**Instructions to follow**
Render every line of the records below as a JSON list of strings, one string per line, with blank lines omitted. Leave the pictures out of the answer.

**Raw data**
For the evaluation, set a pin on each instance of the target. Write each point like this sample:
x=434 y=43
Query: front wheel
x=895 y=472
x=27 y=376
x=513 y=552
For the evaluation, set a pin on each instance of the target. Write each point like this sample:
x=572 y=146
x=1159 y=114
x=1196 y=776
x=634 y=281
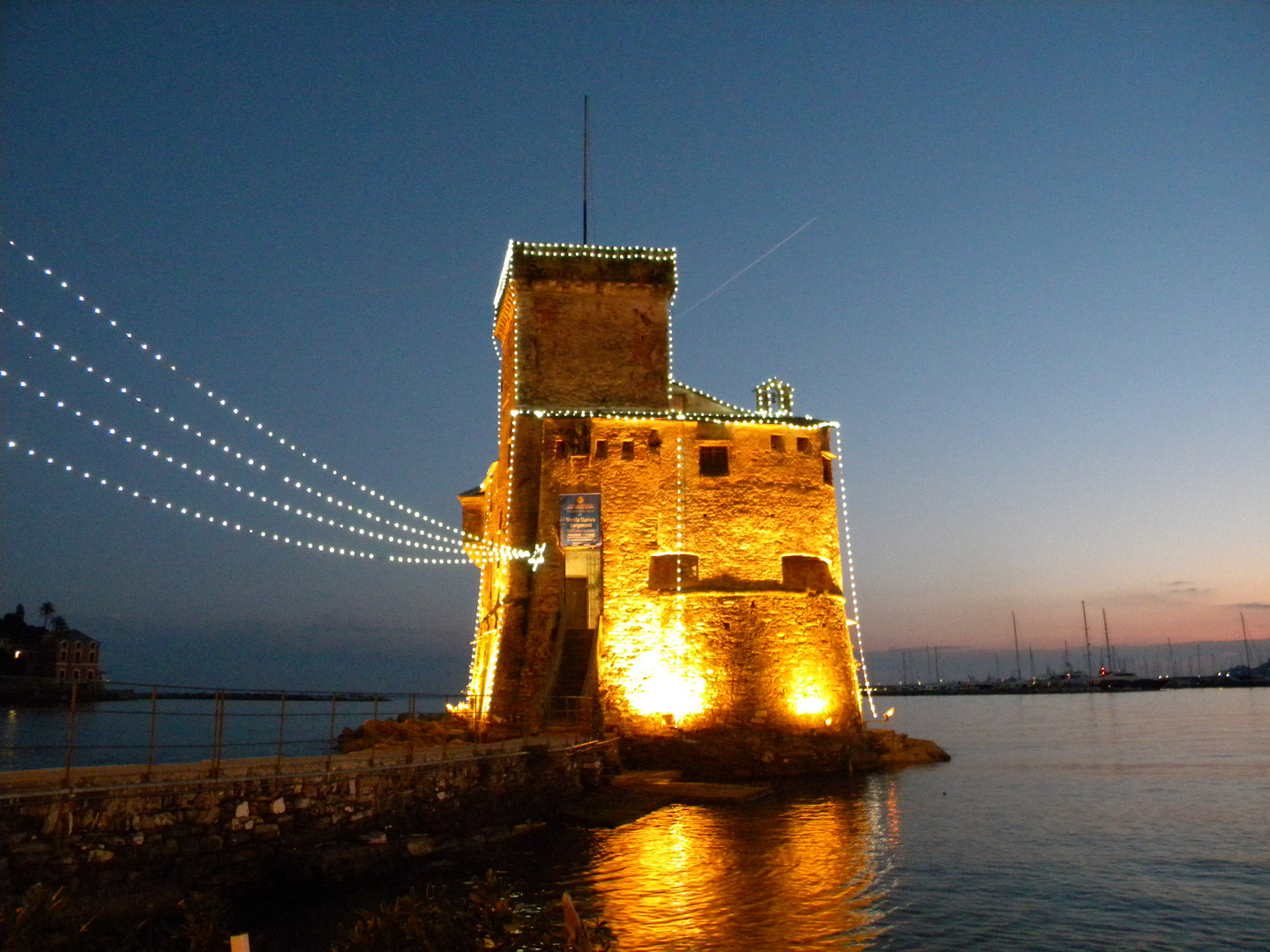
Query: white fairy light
x=156 y=455
x=197 y=385
x=850 y=571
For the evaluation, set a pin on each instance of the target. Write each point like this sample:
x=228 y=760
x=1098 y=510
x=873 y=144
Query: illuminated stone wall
x=739 y=636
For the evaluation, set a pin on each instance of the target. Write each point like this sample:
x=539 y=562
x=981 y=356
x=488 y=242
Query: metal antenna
x=586 y=149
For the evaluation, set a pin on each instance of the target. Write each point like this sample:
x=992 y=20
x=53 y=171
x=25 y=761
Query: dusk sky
x=1034 y=290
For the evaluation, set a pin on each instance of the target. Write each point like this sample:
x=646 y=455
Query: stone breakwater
x=753 y=755
x=190 y=831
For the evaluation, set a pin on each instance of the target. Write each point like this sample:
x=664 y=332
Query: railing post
x=70 y=735
x=150 y=746
x=282 y=721
x=331 y=740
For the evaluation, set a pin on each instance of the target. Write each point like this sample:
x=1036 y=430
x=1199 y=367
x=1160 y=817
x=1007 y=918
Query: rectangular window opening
x=713 y=461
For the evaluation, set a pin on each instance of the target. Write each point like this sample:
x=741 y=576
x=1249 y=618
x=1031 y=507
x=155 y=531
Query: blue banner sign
x=579 y=521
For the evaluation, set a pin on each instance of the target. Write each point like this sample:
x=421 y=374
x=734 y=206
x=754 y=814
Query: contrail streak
x=750 y=265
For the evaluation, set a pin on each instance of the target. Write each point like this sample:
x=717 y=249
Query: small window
x=714 y=461
x=807 y=574
x=669 y=571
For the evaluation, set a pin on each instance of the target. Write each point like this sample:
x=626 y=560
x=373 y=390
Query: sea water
x=1081 y=822
x=1076 y=822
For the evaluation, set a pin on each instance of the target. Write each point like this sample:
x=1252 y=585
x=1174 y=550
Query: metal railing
x=153 y=729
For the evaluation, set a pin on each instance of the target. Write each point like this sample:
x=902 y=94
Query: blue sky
x=1035 y=292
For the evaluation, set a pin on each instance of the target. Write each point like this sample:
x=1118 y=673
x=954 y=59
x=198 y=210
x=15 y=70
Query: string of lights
x=250 y=462
x=707 y=397
x=122 y=492
x=848 y=562
x=804 y=423
x=234 y=410
x=153 y=455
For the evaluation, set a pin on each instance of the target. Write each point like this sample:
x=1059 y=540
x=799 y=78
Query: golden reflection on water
x=764 y=877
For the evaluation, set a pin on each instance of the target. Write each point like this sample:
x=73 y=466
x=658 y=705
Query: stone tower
x=686 y=576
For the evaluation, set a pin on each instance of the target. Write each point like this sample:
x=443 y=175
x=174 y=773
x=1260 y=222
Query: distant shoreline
x=1213 y=681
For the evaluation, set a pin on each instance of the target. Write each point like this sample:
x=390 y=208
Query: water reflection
x=804 y=874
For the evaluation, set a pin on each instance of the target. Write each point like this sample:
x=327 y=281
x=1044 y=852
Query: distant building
x=34 y=651
x=686 y=571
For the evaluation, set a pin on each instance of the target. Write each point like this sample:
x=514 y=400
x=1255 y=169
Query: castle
x=651 y=555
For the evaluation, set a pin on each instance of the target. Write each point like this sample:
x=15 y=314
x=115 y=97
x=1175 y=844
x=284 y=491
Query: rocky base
x=894 y=749
x=733 y=755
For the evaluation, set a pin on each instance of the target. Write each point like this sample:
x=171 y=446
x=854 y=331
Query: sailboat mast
x=1247 y=651
x=1019 y=666
x=1088 y=655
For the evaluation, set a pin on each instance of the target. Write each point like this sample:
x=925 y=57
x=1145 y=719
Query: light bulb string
x=197 y=385
x=236 y=456
x=850 y=571
x=198 y=514
x=153 y=455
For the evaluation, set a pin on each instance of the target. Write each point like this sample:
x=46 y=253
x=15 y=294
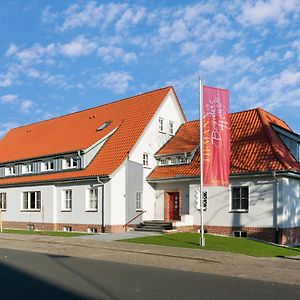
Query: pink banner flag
x=215 y=136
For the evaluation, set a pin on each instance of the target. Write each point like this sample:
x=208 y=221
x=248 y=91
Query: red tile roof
x=255 y=146
x=79 y=131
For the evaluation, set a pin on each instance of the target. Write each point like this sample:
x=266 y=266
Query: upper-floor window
x=239 y=199
x=28 y=168
x=49 y=165
x=92 y=203
x=145 y=160
x=291 y=141
x=11 y=170
x=31 y=200
x=161 y=127
x=171 y=127
x=67 y=200
x=70 y=162
x=2 y=201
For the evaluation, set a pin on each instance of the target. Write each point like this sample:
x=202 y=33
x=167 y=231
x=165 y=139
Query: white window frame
x=3 y=201
x=67 y=199
x=37 y=201
x=10 y=170
x=145 y=159
x=161 y=125
x=27 y=169
x=241 y=210
x=92 y=202
x=171 y=127
x=70 y=163
x=138 y=201
x=47 y=165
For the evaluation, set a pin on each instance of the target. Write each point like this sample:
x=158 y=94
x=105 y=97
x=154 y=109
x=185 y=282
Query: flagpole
x=202 y=239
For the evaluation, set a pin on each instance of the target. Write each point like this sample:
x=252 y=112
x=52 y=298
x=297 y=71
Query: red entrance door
x=174 y=206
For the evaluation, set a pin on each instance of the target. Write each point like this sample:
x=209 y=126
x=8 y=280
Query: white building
x=86 y=171
x=263 y=200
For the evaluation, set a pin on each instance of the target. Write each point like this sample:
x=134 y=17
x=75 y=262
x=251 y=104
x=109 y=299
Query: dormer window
x=104 y=125
x=70 y=162
x=161 y=125
x=171 y=127
x=11 y=170
x=291 y=141
x=49 y=165
x=28 y=168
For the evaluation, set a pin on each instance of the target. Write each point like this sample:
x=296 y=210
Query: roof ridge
x=90 y=108
x=267 y=132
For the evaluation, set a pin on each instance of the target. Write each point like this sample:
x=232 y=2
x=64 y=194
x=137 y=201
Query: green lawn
x=218 y=243
x=49 y=233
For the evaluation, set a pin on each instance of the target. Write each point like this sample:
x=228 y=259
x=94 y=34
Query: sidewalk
x=282 y=270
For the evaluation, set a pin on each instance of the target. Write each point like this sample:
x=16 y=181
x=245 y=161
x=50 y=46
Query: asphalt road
x=27 y=275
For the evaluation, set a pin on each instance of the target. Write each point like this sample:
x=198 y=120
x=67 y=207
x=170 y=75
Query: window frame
x=46 y=165
x=90 y=200
x=161 y=125
x=146 y=160
x=139 y=201
x=3 y=207
x=37 y=201
x=171 y=126
x=239 y=210
x=67 y=202
x=68 y=163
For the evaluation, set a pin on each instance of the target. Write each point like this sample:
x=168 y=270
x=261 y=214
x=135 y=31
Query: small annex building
x=86 y=171
x=263 y=200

**Solution**
[
  "For the evaluation, set a pin on each instance of the target. Write each point like this sample:",
  "x=434 y=43",
  "Query: front wheel",
  "x=895 y=472",
  "x=27 y=376",
  "x=513 y=552",
  "For the evaluation, set a pin on each instance of the target. Write each point like this sample:",
  "x=572 y=146",
  "x=1159 y=114",
  "x=1196 y=776",
  "x=634 y=281",
  "Query: white fairy light",
  "x=156 y=455",
  "x=197 y=385",
  "x=850 y=571",
  "For the evaluation, set a pin on each instance of the target. Write each point like this sample:",
  "x=228 y=760",
  "x=1098 y=510",
  "x=873 y=144",
  "Query: illuminated stone wall",
  "x=739 y=636",
  "For the evaluation, set a pin on each instance of the target. Write each point like this sample:",
  "x=539 y=562",
  "x=981 y=356",
  "x=488 y=242",
  "Query: metal antenna",
  "x=586 y=149",
  "For the evaluation, set a pin on each instance of the target. Write each point like this sample:",
  "x=992 y=20",
  "x=53 y=171",
  "x=25 y=761",
  "Query: dusk sky",
  "x=1034 y=290",
  "For the evaluation, set a pin on each instance of the target. Write each point like this sample:",
  "x=646 y=455",
  "Query: stone breakwater",
  "x=753 y=755",
  "x=190 y=831",
  "For the evaluation, set a pin on each instance of the target. Write each point like this sample:",
  "x=664 y=332",
  "Query: railing post",
  "x=70 y=735",
  "x=150 y=746",
  "x=282 y=721",
  "x=331 y=740",
  "For the evaluation, set a pin on each instance of the target. Write each point like this sample:",
  "x=1036 y=430",
  "x=1199 y=367",
  "x=1160 y=817",
  "x=1007 y=918",
  "Query: rectangular window opening",
  "x=713 y=461",
  "For the evaluation, set a pin on each instance of the target. Write each point like this sample:",
  "x=741 y=576",
  "x=1249 y=618",
  "x=1031 y=507",
  "x=155 y=531",
  "Query: blue banner sign",
  "x=579 y=521",
  "For the evaluation, set a pin on each instance of the target. Write each point like this sample:",
  "x=421 y=374",
  "x=734 y=206",
  "x=754 y=814",
  "Query: contrail streak",
  "x=750 y=265",
  "For the evaluation, set a pin on each instance of the target. Write each point like this sample:",
  "x=717 y=249",
  "Query: small window",
  "x=714 y=461",
  "x=807 y=574",
  "x=669 y=571",
  "For the evaluation, set a pin on each instance of the target. Write each point like this sample:",
  "x=626 y=560",
  "x=373 y=390",
  "Query: sea water",
  "x=1081 y=822",
  "x=1076 y=822",
  "For the evaluation, set a pin on each instance of the target. Write each point like this sample:",
  "x=1252 y=585",
  "x=1174 y=550",
  "Query: metal railing",
  "x=153 y=729",
  "For the evaluation, set a pin on each instance of the target. Write each point like this sample:",
  "x=902 y=94",
  "Query: blue sky",
  "x=1035 y=292",
  "For the evaluation, set a pin on each instance of the target. Write each point like this sample:",
  "x=1118 y=673",
  "x=954 y=59",
  "x=198 y=210",
  "x=15 y=70",
  "Query: string of lights",
  "x=250 y=462",
  "x=707 y=397",
  "x=122 y=492",
  "x=848 y=562",
  "x=804 y=423",
  "x=234 y=410",
  "x=153 y=455",
  "For the evaluation, set a pin on each instance of the target. Write each point like this sample:",
  "x=1059 y=540",
  "x=799 y=78",
  "Query: golden reflection on water",
  "x=764 y=877",
  "For the evaluation, set a pin on each instance of the target. Write each point like this sample:",
  "x=73 y=466",
  "x=658 y=705",
  "Query: stone tower",
  "x=686 y=576",
  "For the evaluation, set a pin on each instance of the target. Write each point like this sample:",
  "x=443 y=175",
  "x=174 y=773",
  "x=1260 y=222",
  "Query: distant shoreline",
  "x=1213 y=681",
  "For the evaluation, set a pin on each instance of the target. Write each point like this sample:",
  "x=390 y=208",
  "Query: water reflection",
  "x=804 y=874",
  "For the evaluation, set a pin on each instance of the target. Write each point like this sample:",
  "x=327 y=281",
  "x=1044 y=852",
  "Query: distant building",
  "x=34 y=651",
  "x=686 y=571",
  "For the evaluation, set a pin on each instance of the target. Write each point like this sample:",
  "x=514 y=400",
  "x=1255 y=169",
  "Query: castle",
  "x=651 y=555",
  "For the evaluation, set a pin on each instance of the target. Write each point like this sample:",
  "x=15 y=314",
  "x=115 y=97",
  "x=1175 y=844",
  "x=284 y=491",
  "Query: rocky base",
  "x=894 y=749",
  "x=733 y=755",
  "For the evaluation, set a pin on each instance of the target. Write each point like this sample:",
  "x=171 y=446",
  "x=854 y=331",
  "Query: sailboat mast",
  "x=1247 y=651",
  "x=1019 y=666",
  "x=1088 y=655",
  "For the evaluation, set a pin on each instance of the target. Write each point like this sample:",
  "x=925 y=57",
  "x=1145 y=719",
  "Query: light bulb string",
  "x=197 y=385",
  "x=236 y=456",
  "x=850 y=571",
  "x=198 y=514",
  "x=153 y=455",
  "For the evaluation, set a pin on each instance of the target. Write each point like this sample:",
  "x=46 y=253",
  "x=15 y=294",
  "Query: pink banner flag",
  "x=215 y=136",
  "For the evaluation, set a pin on each instance of the target. Write each point like this sample:",
  "x=208 y=221",
  "x=248 y=91",
  "Query: red tile roof",
  "x=255 y=146",
  "x=79 y=131",
  "For the evaluation, set a pin on each instance of the target. Write each point like this sample:",
  "x=266 y=266",
  "Query: upper-floor window",
  "x=239 y=199",
  "x=28 y=168",
  "x=49 y=165",
  "x=92 y=203",
  "x=145 y=160",
  "x=291 y=141",
  "x=11 y=170",
  "x=31 y=200",
  "x=161 y=127",
  "x=171 y=127",
  "x=67 y=200",
  "x=70 y=162",
  "x=2 y=201",
  "For the evaluation, set a pin on each instance of the target. Write each point like this sample:",
  "x=202 y=33",
  "x=167 y=231",
  "x=165 y=139",
  "Query: white window frame",
  "x=3 y=201",
  "x=67 y=199",
  "x=37 y=201",
  "x=10 y=170",
  "x=145 y=159",
  "x=161 y=125",
  "x=27 y=169",
  "x=241 y=210",
  "x=92 y=202",
  "x=171 y=127",
  "x=70 y=163",
  "x=138 y=201",
  "x=47 y=165",
  "For the evaluation, set a pin on each instance of the target. Write each point like this sample:",
  "x=158 y=94",
  "x=105 y=97",
  "x=154 y=109",
  "x=185 y=282",
  "Query: flagpole",
  "x=202 y=239",
  "For the evaluation, set a pin on each instance of the target. Write each point like this sample:",
  "x=252 y=112",
  "x=52 y=298",
  "x=297 y=71",
  "Query: red entrance door",
  "x=174 y=206",
  "For the evaluation, set a pin on each instance of the target. Write each point like this sample:",
  "x=209 y=126",
  "x=8 y=280",
  "Query: white building",
  "x=86 y=171",
  "x=263 y=200",
  "For the evaluation, set a pin on each instance of the target. Write each point like this sample:",
  "x=134 y=17",
  "x=75 y=262",
  "x=251 y=104",
  "x=109 y=299",
  "Query: dormer window",
  "x=104 y=125",
  "x=70 y=162",
  "x=161 y=125",
  "x=171 y=127",
  "x=11 y=170",
  "x=291 y=141",
  "x=49 y=165",
  "x=28 y=168",
  "For the evaluation, set a pin on each instance of the target. Write each point like this sample:",
  "x=296 y=210",
  "Query: roof ridge",
  "x=90 y=108",
  "x=267 y=132",
  "For the evaluation, set a pin on each instance of the target. Write each point like this sample:",
  "x=232 y=2",
  "x=64 y=194",
  "x=137 y=201",
  "Query: green lawn",
  "x=218 y=243",
  "x=49 y=233",
  "For the evaluation, set a pin on each instance of the target. Write each point like this sample:",
  "x=228 y=259",
  "x=94 y=34",
  "Query: sidewalk",
  "x=282 y=270",
  "For the evaluation, set a pin on each instance of the target. Write each point like this sample:",
  "x=16 y=181",
  "x=245 y=161",
  "x=50 y=46",
  "Query: asphalt road",
  "x=27 y=275",
  "For the evaluation, set a pin on each instance of the target. Write each point like this sample:",
  "x=198 y=120",
  "x=67 y=207",
  "x=170 y=75",
  "Query: window frame",
  "x=46 y=165",
  "x=90 y=200",
  "x=161 y=125",
  "x=146 y=160",
  "x=139 y=201",
  "x=3 y=207",
  "x=37 y=201",
  "x=171 y=126",
  "x=239 y=210",
  "x=67 y=202",
  "x=68 y=163",
  "For the evaluation, set a pin on each instance of the target. Write each point like this sample:",
  "x=168 y=270",
  "x=261 y=214",
  "x=135 y=31",
  "Query: small annex building",
  "x=86 y=171",
  "x=263 y=200"
]